◆ WHAT TO DO
- 1) In the text below on the Osborne-Gibbes baronets, recast the paragraph beginning "Sir Samuel Osborne-Gibbes, Second Baronet (27 August 1803" as a bulleted list that keeps its main facts.
- 2) Carry on the text below about the Osborne-Gibbes baronets, starting after its final sentence.

◆ EXTRACT PROVIDED
────────────────────

- Escutcheon of the Osborne-Gibbes baronets of Spring Head, Barbados
- Creation date: 1774
- Status: extinct
- Extinction date: 1940
- Motto: Tenax propositi, Tenacious of purpose
- Arms: per fess argent and ermine, three battle-axes sable
- Crest: an arm embowed in steel armour, garnished or, and charged with a cross couped gules, the hand in a gauntlet grasping a battle-axe as in the arms

= Osborne-Gibbes baronets =

Title of the Baronetage of Great Britain

The Gibbes, later Osborne-Gibbes Baronetcy, of Springhead in Barbados, was a title in the Baronetage of Great Britain. It was created on 30 May 1774 for Philip Gibbes, a wealthy Barbadian plantation owner.

==Osborne-Gibbes baronets, of Springhead (1774)==
- Sir Philip Gibbes, 1st Baronet (1731–1815);
- Sir Samuel Osborne-Gibbes, 2nd Baronet (1803–1874)—grandson of the 1st Baronet and the orphaned son of Samuel Gibbes, of Barbados, and Sarah Gibbes (née Bishop, of the City of Exeter, Devonshire, England);
- Sir Edward Osborne-Gibbes, 3rd Baronet (1850–1931)
- Sir Philip Arthur Osborne-Gibbes, 4th Baronet (1884–1940), died without heir.

==Sir Philip Gibbes, 1st Baronet==

Sir Philip Gibbes, 1st Baronet (1731–1815) was a planter in Barbados. He was also a lawyer, and author of books dealing with the management of slaves and sugar estates. He chaired the West India Planters' and Traders' Association.

==Sir Samuel Osborne-Gibbes, 2nd Baronet==

Sir Samuel Osborne-Gibbes, Second Baronet (27 August 1803 – 12 November 1874) was a British Army officer, Freemason, plantation owner and politician. Born in England, he spent his early years on his father's sugar plantation on Barbados. After his parents' death, he was brought up by an uncle in England. After some military service, he took over the sugar plantation in Barbados, where he remained until the abolition of slavery in 1833. He returned to England, but left his home country in 1850 for Sydney in Australia, where he met up with his nephew, Colonel John Gibbes. In 1855, he emigrated to New Zealand, where he remained for the rest of his life. He was one of the highest Masons in the country and was a Member of the New Zealand Legislative Council from 1855 to 1863.

The baronetcy was inherited from his grandfather and passed on to his son Edward.

==The third and fourth Baronets==
The Third Baronet, the eldest surviving male child of the Second Baronet, was born at sea, en route to Sydney, in November 1850. (Some genealogical sources state that he was born in Colchester, County Essex, England, but his birth was registered in Sydney—see the NSW Registry of Births, Deaths & Marriages, certificate number V1850502 37A/1850.) He was taken to New Zealand by his parents when still a small child and later educated St John's College, Auckland. He became a regular church-goer as a consequence of his schooling and upbringing. In 1879, he married Sarah Mitchell, the daughter of a property owner and captain in the New Zealand militia. They had several children, including Alice Anne (born 1880), Hinermarama (born 1882) and Philip Arthur Osborne-Gibbes (born 1884)—who would become the Fourth Baronet.

────────────────────

◆ DATASET ENTRIES
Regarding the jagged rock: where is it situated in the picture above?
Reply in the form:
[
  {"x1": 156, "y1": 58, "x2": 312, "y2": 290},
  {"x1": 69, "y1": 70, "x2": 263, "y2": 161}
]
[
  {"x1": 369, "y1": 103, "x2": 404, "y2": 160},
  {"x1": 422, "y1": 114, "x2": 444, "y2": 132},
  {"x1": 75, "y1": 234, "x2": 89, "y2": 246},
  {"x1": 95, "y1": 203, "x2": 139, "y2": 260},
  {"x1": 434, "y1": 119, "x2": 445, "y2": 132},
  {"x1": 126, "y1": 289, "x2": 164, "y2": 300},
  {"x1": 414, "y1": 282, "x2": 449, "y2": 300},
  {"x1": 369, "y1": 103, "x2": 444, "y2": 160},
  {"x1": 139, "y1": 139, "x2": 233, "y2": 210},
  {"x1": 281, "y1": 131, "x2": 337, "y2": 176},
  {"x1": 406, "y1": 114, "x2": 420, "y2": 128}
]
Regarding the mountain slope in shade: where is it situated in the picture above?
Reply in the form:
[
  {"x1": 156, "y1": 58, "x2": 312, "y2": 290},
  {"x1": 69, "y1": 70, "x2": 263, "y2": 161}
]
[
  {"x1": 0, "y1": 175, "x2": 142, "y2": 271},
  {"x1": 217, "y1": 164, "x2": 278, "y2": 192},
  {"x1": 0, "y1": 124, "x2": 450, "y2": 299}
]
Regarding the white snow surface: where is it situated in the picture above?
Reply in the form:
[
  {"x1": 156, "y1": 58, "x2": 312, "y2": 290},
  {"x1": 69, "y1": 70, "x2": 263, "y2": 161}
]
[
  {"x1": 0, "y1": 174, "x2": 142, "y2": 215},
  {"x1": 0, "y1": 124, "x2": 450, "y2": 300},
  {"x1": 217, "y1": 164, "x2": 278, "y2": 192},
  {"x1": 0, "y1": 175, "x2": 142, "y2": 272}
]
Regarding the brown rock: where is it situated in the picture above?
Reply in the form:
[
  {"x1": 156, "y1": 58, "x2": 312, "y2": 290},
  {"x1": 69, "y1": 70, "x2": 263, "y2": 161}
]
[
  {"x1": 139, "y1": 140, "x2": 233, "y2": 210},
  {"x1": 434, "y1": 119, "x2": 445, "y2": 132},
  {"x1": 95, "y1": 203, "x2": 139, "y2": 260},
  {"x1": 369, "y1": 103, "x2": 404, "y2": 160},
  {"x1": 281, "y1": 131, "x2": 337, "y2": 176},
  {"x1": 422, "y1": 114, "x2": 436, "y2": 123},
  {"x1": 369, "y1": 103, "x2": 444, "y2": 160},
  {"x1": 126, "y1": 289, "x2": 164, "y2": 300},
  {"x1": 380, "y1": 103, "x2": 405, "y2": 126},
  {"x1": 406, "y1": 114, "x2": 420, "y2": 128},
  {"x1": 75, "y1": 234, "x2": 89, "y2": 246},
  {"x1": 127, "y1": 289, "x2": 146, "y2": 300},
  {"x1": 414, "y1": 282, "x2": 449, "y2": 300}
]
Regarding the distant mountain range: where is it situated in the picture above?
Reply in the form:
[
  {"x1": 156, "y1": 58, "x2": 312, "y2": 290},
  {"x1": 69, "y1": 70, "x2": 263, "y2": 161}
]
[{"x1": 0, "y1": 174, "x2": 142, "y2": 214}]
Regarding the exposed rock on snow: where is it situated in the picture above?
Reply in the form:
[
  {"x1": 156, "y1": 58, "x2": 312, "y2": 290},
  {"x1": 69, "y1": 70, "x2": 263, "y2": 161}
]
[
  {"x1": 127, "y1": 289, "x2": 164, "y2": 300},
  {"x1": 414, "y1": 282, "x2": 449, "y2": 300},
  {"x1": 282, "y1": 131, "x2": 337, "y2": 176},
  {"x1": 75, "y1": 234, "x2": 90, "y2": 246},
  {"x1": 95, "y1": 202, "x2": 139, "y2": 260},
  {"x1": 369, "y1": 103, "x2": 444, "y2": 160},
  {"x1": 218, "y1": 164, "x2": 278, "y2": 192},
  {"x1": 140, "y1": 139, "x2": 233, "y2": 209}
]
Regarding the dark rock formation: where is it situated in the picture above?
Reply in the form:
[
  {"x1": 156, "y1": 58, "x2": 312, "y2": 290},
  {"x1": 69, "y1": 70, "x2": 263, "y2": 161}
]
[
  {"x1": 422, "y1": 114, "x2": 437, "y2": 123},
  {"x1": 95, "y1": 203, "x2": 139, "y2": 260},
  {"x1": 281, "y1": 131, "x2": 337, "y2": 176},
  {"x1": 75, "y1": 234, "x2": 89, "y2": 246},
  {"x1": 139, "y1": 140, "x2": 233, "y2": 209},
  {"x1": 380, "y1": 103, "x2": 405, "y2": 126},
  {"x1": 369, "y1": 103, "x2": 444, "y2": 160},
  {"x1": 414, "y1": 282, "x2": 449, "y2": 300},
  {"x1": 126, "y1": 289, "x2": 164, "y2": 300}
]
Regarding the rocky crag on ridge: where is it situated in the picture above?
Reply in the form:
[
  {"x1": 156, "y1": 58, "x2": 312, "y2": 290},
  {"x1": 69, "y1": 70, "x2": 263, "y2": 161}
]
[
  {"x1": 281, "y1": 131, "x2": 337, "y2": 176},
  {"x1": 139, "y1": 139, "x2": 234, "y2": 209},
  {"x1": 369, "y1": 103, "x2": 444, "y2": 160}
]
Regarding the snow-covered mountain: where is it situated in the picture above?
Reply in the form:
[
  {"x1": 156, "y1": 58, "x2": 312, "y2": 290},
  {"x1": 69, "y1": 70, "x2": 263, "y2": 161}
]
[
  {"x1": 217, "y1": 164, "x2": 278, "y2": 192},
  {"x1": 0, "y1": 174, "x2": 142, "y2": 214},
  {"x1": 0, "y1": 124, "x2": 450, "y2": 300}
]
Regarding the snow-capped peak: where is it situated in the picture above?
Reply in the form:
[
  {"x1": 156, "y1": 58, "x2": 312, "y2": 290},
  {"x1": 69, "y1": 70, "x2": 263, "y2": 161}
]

────────────────────

◆ WRITTEN RESPONSES
- 1)
- Sir Samuel Osborne-Gibbes, Second Baronet (27 August 1803 – 12 November 1874): British Army officer, Freemason, plantation owner and politician
- Born in England; spent his early years on his father's sugar plantation on Barbados
- Raised by an uncle in England after his parents died
- After some military service, took over the Barbados sugar plantation and stayed until slavery was abolished in 1833
- Returned to England, then left in 1850 for Sydney, where he met his nephew, Colonel John Gibbes
- Emigrated to New Zealand in 1855 and lived there for the rest of his life
- One of the highest Masons in the country; Member of the New Zealand Legislative Council from 1855 to 1863

- 2)
A civil servant, the Third Baronet had entered the New Zealand Department of Education in Wellington in 1871 as a clerk. He rose to become the head of the entire department, laying the foundations of the country's modern public education system during his 16-year term in office. (See T.J. Bertram's 1993 biographical article on the Second Baronet, cited below, for an assessment of his career as Secretary of Education.) The Third Baronet was a Freemason like his father and a keen sportsman. He died in Wellington on 29 September 1931. His surviving brother, Philip Osborne-Gibbes, a retired Gilbert Islands trader, died in a Sydney hospital three years later without male issue.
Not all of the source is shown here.